* _Data to process_:
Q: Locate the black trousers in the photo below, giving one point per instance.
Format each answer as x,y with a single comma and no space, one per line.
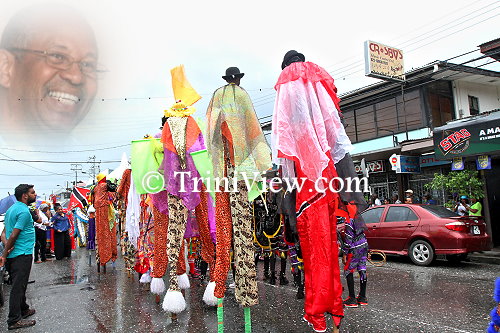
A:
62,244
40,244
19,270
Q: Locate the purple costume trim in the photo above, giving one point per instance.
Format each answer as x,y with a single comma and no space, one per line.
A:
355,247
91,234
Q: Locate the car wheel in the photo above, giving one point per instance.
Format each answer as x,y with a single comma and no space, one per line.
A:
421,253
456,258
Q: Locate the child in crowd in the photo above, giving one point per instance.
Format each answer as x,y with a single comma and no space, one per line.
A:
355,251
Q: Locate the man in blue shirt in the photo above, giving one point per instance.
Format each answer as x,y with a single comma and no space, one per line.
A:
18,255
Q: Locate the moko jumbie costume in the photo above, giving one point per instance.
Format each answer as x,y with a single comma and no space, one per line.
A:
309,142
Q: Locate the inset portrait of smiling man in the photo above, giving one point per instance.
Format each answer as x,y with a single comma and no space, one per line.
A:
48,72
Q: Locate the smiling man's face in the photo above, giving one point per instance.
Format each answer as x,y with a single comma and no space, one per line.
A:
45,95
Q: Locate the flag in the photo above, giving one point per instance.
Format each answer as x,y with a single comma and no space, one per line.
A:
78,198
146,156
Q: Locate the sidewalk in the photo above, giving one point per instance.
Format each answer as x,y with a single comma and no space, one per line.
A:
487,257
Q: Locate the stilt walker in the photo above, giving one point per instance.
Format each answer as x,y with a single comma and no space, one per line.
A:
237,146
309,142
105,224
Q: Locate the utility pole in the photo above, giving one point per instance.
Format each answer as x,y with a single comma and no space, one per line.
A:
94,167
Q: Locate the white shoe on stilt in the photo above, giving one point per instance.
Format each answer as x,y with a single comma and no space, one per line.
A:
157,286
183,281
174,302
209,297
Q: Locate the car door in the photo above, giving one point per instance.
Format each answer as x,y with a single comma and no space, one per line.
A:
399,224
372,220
--
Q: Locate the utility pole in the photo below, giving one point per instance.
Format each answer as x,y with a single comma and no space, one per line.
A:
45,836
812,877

* _Exercise brief_: Extract every row above that contains the word "smiling", copying each one in full.

* _Answer in full_:
Q: Locate the inset portrait of smiling man in the photo above, giving one point per instance.
Q: Locate the smiling man's face in the photo above, giving one point per instance.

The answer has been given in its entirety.